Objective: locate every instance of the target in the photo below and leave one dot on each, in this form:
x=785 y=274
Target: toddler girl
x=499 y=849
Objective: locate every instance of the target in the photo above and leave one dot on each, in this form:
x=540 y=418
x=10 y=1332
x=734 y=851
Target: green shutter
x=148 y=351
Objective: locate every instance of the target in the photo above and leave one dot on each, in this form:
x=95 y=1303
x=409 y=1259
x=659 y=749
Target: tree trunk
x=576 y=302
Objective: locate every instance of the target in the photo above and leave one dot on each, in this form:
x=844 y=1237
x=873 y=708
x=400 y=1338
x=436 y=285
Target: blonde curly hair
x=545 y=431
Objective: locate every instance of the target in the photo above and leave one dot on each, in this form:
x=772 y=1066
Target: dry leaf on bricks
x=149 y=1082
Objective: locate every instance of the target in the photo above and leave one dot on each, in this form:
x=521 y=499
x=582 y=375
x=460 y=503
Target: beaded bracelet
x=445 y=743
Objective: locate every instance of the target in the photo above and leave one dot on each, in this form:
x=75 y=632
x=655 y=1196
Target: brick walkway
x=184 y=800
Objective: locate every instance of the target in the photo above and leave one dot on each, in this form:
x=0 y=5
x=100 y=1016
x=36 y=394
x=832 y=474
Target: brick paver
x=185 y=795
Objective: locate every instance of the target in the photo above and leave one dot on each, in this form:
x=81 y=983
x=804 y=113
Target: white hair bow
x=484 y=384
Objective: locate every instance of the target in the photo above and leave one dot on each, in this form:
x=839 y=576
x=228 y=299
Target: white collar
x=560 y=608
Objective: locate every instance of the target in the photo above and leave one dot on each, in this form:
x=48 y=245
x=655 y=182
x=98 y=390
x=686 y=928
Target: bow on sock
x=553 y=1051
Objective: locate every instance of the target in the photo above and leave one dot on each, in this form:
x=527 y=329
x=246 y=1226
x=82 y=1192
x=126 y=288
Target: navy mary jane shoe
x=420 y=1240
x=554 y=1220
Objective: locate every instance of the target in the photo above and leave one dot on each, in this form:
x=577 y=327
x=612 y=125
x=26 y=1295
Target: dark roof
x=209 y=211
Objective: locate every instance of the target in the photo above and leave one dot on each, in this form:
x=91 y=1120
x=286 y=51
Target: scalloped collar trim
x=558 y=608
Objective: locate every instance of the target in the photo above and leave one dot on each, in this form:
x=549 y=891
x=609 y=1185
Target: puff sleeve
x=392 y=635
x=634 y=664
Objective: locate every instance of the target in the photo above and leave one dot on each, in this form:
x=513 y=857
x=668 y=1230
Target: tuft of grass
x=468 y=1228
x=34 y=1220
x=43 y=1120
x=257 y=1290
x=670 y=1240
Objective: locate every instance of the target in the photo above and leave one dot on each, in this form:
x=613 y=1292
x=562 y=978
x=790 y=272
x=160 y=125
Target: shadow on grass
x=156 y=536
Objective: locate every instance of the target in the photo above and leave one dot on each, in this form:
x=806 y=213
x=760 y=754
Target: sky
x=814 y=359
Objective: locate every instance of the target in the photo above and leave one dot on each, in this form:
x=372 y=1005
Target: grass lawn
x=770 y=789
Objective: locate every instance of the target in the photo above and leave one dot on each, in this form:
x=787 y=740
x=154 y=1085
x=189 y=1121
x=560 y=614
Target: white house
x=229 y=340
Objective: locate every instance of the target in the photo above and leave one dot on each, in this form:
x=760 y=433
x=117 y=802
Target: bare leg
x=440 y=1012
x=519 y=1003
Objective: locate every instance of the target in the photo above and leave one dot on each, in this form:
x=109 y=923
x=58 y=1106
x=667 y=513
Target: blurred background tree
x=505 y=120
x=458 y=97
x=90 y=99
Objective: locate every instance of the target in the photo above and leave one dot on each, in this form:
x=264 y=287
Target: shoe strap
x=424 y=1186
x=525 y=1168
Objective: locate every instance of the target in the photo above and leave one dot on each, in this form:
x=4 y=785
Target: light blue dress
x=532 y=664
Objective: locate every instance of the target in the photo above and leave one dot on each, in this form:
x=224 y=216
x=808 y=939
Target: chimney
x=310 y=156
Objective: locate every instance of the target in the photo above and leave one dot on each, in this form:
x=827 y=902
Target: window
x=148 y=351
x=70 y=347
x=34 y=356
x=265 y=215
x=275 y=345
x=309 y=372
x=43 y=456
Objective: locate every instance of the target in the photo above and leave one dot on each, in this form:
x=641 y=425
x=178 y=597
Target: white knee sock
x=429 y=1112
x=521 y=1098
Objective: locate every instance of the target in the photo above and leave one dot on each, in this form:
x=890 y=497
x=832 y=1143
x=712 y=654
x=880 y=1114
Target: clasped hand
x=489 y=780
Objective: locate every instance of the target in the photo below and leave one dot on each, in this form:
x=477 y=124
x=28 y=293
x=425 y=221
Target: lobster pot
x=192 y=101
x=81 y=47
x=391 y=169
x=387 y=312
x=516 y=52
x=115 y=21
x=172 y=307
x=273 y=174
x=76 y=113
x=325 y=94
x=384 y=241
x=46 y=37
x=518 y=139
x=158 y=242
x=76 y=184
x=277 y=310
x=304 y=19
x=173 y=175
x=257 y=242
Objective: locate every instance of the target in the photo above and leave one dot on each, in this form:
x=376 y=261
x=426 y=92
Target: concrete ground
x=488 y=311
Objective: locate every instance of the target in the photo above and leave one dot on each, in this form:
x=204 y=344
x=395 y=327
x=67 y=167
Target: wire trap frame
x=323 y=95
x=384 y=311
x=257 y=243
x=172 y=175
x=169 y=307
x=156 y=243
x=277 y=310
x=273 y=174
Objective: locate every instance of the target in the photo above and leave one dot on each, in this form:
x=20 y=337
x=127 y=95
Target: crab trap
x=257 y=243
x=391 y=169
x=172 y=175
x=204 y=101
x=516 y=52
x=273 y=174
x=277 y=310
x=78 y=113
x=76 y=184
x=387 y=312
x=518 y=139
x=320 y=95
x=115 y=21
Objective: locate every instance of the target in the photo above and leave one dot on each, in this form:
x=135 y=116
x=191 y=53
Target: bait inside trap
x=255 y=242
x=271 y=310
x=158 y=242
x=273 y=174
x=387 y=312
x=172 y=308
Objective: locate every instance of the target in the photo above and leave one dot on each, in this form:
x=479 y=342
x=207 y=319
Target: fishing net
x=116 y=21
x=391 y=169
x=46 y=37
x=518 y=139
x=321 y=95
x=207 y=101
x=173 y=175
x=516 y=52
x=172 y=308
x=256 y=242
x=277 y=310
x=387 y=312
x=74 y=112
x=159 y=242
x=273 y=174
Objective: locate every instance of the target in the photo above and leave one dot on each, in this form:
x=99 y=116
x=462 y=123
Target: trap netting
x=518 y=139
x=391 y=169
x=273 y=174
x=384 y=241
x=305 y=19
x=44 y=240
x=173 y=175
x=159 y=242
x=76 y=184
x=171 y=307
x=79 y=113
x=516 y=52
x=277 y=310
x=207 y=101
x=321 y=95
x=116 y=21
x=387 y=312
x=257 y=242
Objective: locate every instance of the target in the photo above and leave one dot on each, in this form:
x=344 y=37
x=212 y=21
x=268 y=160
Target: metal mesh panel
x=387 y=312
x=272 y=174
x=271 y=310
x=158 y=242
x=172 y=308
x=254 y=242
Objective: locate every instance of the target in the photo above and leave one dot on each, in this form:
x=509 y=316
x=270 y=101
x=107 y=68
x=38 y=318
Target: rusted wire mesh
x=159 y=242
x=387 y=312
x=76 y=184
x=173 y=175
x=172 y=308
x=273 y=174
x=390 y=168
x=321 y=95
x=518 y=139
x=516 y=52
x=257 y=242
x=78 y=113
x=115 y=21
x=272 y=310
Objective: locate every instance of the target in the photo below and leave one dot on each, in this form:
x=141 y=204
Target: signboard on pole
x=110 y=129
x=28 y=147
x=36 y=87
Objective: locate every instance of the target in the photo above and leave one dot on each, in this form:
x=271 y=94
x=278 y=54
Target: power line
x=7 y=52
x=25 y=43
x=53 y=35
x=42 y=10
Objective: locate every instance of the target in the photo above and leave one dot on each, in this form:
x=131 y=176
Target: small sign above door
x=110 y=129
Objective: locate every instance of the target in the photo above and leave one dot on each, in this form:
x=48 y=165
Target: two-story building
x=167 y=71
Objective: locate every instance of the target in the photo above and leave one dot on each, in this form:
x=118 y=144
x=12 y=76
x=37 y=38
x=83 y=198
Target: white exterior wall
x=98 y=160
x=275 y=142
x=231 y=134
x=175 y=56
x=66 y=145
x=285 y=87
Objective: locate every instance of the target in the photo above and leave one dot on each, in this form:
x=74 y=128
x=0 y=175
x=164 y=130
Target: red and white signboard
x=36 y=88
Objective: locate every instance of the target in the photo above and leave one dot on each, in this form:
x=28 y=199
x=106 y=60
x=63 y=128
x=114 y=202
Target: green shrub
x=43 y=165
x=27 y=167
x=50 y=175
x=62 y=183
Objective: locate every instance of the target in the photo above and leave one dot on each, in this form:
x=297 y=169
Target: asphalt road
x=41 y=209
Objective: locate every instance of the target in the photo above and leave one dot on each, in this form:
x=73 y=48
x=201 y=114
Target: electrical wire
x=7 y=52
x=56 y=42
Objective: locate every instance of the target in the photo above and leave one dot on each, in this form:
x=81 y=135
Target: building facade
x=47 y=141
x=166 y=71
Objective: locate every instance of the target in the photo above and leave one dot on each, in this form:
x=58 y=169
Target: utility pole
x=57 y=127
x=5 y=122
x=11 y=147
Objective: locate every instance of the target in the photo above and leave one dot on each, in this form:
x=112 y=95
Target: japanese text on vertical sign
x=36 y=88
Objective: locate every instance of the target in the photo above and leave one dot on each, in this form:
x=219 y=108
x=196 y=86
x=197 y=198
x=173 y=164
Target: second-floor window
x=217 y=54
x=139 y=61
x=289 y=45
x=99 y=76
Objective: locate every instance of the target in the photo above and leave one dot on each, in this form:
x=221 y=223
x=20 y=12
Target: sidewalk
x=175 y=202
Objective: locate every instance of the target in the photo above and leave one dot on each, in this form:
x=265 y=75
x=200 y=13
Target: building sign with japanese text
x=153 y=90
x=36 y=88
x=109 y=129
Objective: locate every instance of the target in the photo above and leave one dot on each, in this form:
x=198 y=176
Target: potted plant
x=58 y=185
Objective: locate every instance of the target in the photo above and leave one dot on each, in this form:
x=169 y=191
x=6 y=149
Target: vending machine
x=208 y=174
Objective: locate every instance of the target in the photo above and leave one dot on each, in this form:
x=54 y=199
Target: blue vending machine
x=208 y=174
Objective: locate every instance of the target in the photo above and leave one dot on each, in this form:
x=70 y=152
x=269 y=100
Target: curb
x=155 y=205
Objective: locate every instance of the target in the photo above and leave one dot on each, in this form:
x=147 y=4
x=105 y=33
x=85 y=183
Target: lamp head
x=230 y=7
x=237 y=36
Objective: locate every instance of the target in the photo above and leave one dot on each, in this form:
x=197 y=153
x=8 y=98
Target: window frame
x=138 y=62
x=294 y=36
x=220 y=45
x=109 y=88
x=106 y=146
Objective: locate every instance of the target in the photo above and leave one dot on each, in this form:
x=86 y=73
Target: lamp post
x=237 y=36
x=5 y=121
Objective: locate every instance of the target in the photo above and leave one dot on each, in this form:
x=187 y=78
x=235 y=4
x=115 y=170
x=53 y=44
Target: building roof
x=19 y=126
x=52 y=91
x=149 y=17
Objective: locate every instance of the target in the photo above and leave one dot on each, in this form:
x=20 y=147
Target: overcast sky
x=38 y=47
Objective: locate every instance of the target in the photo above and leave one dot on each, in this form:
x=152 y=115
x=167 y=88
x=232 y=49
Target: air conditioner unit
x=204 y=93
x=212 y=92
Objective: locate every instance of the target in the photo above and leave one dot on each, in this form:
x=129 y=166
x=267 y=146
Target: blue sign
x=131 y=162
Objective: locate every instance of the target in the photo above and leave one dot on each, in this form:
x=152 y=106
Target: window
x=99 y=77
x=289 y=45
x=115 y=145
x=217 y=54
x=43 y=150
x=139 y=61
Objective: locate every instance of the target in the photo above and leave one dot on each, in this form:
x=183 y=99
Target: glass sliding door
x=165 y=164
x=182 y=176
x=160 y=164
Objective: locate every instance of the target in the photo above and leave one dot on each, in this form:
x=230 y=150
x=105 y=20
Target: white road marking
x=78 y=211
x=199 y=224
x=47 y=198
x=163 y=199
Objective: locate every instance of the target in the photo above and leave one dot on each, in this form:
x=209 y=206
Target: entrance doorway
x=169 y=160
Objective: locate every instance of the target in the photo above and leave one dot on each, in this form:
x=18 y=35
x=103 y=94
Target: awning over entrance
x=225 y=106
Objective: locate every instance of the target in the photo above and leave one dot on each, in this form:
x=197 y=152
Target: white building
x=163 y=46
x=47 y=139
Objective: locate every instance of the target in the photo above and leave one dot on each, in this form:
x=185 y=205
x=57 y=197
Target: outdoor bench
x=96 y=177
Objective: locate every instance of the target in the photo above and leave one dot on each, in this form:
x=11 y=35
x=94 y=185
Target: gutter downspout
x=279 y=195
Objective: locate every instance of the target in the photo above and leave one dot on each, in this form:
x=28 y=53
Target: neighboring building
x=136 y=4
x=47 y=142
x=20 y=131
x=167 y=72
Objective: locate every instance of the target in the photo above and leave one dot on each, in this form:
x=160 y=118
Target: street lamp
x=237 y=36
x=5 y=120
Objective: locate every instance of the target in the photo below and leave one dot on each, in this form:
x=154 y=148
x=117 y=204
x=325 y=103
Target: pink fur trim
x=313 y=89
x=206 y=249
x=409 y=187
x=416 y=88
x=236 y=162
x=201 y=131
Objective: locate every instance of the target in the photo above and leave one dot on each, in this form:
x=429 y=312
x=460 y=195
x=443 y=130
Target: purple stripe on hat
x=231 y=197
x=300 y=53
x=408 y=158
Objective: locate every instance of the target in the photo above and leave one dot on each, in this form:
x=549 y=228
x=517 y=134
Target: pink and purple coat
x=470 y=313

┄┄┄┄┄┄┄┄┄┄

Report every line above that contains the string "sock", copying each line in full. Case counts.

**Solution for this exercise:**
Target: bow on sock
Target: white knee sock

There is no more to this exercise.